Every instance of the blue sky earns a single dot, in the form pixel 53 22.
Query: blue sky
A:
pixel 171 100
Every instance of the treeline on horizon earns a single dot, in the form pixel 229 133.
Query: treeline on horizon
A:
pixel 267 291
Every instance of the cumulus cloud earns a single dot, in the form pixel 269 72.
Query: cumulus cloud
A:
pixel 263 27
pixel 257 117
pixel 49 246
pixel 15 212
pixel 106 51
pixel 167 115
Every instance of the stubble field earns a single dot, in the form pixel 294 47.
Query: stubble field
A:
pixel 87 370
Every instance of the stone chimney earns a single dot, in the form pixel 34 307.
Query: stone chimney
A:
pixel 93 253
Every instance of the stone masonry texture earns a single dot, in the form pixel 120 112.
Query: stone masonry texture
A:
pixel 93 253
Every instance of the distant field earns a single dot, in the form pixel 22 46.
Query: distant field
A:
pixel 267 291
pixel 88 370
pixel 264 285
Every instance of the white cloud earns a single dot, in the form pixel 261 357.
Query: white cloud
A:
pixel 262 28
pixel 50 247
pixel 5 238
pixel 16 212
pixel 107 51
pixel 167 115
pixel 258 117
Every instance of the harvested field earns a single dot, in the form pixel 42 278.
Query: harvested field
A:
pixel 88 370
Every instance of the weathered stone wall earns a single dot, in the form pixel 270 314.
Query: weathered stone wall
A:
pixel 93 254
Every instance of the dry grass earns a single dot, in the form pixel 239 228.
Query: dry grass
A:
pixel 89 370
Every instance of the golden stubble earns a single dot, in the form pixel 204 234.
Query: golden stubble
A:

--------------------------------------------------

== AIM OF THE EXERCISE ==
Starting with the line containing "Every instance of the harvested" and going on through the end of the data, both ends included, give those lines again with "Query" swapped for "Prompt" and everything else unchanged.

== SOLUTION TO THIS EXERCISE ==
Every instance of the harvested field earns a single dot, in the form pixel 42 278.
Prompt: harvested field
A:
pixel 88 370
Every instance of the weathered stone wall earns a single dot, in the form pixel 270 314.
Prompt: weathered stone wall
A:
pixel 93 254
Every instance of the dry grass earns a single dot, in the form pixel 239 228.
Prompt: dry grass
A:
pixel 89 370
Every instance of the golden stubble earns a single dot, in the form pixel 204 234.
Prompt: golden stubble
A:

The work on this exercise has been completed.